** EXERCISE AIM **
Rewrite the stretch from the start of the records through the line containing "Give the mask of every instance of the mason", putting "glass jar" in place of "mason jar" and keeping everything else the same. Omit the pictures from your answer.

___ DATA SHOWN ___

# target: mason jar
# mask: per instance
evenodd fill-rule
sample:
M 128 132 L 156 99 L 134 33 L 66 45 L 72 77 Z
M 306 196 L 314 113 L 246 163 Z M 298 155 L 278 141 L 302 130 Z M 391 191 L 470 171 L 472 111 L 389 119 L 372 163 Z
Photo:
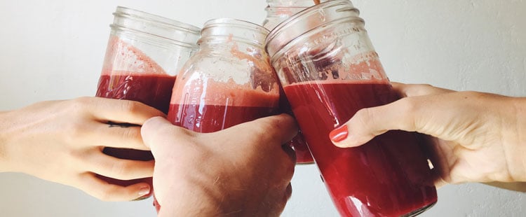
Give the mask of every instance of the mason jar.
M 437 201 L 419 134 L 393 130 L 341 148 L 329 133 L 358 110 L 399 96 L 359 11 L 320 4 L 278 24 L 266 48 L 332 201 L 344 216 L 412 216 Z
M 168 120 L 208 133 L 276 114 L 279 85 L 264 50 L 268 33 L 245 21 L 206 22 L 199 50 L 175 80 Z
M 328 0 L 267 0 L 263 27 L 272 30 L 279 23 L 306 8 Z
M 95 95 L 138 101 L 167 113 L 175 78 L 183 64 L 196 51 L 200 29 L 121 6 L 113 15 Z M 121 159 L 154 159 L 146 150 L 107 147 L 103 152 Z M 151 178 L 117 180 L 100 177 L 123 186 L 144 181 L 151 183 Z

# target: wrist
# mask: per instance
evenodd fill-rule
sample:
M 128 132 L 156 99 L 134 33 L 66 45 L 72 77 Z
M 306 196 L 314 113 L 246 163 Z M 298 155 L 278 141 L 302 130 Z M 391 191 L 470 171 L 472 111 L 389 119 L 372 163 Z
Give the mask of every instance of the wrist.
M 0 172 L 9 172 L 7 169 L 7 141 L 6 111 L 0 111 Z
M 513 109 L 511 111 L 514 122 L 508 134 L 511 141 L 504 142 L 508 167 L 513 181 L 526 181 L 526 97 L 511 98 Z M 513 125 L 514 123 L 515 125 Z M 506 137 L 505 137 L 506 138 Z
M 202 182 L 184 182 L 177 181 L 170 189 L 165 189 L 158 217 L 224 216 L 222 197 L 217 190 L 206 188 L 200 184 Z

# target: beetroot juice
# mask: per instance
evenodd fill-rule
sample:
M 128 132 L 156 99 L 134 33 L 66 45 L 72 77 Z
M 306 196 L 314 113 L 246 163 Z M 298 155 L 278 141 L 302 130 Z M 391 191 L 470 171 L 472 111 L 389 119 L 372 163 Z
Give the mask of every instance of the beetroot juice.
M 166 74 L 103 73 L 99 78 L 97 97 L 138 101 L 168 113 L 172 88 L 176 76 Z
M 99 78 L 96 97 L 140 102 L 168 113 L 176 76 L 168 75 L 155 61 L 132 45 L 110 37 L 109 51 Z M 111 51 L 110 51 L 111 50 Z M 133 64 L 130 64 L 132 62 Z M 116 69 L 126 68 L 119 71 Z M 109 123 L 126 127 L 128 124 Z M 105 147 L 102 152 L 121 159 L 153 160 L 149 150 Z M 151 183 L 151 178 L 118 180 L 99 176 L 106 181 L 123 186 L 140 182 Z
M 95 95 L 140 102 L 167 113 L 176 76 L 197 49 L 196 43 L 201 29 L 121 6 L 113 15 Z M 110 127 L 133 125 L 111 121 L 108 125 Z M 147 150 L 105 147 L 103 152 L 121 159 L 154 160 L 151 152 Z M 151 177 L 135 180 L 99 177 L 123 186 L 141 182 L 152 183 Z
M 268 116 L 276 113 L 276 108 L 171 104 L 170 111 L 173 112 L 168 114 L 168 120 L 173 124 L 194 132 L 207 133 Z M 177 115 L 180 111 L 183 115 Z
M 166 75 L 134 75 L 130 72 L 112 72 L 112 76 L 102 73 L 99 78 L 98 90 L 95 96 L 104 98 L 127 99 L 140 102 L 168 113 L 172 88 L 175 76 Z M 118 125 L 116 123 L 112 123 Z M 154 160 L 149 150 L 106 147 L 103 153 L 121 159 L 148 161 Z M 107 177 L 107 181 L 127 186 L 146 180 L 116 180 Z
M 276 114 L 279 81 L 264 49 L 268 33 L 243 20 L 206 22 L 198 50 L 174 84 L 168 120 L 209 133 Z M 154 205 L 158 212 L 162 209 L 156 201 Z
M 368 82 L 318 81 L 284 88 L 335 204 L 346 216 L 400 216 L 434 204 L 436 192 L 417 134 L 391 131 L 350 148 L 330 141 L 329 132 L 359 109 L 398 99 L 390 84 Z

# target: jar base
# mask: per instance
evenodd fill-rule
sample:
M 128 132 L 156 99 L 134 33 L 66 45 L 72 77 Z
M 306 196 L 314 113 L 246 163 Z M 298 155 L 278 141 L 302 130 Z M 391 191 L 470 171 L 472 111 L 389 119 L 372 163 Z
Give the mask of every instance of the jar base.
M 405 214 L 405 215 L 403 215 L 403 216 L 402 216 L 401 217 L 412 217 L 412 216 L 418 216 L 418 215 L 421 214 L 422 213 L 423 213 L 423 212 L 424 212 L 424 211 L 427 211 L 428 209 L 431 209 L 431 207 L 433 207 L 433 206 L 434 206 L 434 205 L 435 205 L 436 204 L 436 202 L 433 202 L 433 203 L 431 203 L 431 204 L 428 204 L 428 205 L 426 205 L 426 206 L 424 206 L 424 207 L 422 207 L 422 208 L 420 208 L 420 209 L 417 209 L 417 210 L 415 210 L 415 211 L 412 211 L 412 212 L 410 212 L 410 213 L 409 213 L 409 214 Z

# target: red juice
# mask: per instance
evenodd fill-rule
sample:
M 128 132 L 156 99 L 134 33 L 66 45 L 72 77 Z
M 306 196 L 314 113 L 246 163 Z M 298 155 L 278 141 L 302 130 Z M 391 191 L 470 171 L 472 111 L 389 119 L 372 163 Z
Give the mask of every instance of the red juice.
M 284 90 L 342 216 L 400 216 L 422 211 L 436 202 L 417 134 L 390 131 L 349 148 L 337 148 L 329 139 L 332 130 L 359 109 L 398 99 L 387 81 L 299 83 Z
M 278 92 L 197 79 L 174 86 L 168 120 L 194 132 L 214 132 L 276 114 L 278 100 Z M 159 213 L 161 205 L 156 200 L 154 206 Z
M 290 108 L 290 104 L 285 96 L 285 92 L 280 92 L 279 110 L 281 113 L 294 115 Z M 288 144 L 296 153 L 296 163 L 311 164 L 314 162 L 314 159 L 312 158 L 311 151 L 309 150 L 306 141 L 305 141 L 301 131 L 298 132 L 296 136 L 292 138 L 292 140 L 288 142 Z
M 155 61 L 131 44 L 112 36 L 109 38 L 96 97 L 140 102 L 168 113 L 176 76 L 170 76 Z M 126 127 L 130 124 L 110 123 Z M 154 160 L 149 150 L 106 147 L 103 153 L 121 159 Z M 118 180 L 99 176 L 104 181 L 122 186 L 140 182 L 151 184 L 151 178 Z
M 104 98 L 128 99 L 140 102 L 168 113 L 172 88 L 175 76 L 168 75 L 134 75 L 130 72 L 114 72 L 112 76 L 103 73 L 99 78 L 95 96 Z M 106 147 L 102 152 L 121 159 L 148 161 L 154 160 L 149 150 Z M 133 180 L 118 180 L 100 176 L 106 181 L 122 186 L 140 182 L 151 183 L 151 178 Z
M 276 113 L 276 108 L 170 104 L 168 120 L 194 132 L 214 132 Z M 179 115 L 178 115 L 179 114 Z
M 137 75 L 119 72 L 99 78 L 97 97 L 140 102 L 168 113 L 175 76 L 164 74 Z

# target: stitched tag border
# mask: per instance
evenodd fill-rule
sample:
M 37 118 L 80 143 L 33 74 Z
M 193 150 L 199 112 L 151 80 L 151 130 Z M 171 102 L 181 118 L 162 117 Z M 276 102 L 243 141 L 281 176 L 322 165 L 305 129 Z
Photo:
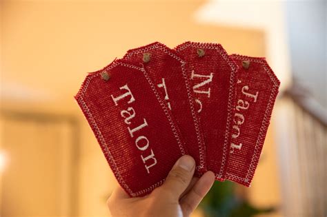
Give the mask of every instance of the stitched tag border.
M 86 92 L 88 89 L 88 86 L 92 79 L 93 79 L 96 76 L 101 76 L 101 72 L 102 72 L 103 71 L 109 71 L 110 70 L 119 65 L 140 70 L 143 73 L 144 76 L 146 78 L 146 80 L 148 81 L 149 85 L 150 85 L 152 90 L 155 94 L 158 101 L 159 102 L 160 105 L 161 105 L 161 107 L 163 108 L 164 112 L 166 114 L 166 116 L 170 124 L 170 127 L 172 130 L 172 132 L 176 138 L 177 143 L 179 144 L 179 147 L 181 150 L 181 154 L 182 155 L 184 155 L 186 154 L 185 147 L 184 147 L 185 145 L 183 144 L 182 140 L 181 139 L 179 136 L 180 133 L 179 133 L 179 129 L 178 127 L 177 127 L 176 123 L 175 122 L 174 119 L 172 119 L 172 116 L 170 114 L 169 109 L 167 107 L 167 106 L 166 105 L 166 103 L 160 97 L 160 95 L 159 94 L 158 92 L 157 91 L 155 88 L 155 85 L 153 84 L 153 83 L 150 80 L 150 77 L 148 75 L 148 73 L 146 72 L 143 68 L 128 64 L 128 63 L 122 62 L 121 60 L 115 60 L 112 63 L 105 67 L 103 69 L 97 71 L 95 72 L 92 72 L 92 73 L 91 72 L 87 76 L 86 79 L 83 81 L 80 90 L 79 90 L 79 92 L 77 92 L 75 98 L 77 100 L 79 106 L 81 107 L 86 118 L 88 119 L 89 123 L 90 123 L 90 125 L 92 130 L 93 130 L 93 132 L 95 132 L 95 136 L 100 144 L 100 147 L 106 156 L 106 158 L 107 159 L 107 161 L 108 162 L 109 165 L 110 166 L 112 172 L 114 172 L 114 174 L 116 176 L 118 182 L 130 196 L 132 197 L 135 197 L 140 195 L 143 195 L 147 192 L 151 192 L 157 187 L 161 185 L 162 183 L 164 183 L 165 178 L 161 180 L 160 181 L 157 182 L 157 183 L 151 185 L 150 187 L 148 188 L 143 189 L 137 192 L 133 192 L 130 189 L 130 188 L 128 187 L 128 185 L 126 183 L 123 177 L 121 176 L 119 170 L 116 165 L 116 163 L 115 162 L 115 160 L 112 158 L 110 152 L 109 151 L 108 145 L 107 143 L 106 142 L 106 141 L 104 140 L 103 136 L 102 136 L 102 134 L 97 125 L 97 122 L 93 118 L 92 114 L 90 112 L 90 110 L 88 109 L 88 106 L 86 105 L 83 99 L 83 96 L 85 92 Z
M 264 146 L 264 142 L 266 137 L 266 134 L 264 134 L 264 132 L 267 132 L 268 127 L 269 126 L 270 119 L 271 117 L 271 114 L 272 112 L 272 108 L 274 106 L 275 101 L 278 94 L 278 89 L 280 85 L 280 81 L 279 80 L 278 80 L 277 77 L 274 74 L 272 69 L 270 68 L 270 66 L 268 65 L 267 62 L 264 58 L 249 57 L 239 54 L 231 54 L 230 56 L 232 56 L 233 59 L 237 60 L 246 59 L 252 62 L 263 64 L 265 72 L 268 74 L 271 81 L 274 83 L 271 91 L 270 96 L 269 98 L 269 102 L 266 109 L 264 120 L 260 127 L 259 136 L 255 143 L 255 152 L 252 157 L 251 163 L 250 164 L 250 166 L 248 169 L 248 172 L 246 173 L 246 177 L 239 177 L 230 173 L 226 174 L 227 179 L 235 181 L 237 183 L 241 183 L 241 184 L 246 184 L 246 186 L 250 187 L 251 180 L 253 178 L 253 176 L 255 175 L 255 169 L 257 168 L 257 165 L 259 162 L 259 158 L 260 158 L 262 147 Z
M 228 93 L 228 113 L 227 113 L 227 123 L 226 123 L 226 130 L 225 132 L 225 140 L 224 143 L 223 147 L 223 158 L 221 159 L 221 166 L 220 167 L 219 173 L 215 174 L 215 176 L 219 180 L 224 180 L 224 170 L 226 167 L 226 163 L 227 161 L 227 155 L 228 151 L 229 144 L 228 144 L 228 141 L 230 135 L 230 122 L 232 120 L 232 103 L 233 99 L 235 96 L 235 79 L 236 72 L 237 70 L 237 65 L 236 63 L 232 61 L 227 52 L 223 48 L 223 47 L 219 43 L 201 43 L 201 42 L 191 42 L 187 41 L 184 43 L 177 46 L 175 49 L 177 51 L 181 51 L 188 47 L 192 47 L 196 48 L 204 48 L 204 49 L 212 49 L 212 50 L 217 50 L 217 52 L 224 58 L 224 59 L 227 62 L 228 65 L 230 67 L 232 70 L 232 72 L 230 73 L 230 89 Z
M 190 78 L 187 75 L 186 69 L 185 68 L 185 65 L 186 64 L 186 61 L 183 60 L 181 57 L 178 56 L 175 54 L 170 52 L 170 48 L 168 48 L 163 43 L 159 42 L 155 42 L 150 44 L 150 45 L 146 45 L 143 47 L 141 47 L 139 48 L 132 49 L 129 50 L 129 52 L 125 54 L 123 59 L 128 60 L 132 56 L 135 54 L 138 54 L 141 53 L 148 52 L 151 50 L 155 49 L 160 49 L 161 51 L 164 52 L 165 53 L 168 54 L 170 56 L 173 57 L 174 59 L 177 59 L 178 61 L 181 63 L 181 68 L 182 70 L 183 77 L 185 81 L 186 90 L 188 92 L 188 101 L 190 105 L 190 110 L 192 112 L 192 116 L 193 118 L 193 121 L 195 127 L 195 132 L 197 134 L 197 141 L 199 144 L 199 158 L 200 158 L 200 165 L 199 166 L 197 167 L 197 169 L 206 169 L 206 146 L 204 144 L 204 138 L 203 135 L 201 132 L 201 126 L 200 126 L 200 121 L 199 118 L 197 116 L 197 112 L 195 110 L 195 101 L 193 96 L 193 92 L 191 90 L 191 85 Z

___

** EXERCISE OUTPUT **
# target: glass jar
# mask: per instance
evenodd fill-rule
sample:
M 128 132 L 156 99 L 134 33 L 66 45 L 72 77 Z
M 306 196 L 314 113 L 246 163 Z M 298 155 L 278 141 L 302 130 Z M 391 191 L 470 171 L 472 111 L 389 119 L 372 163 Z
Photo:
Give the mask of every instance of the glass jar.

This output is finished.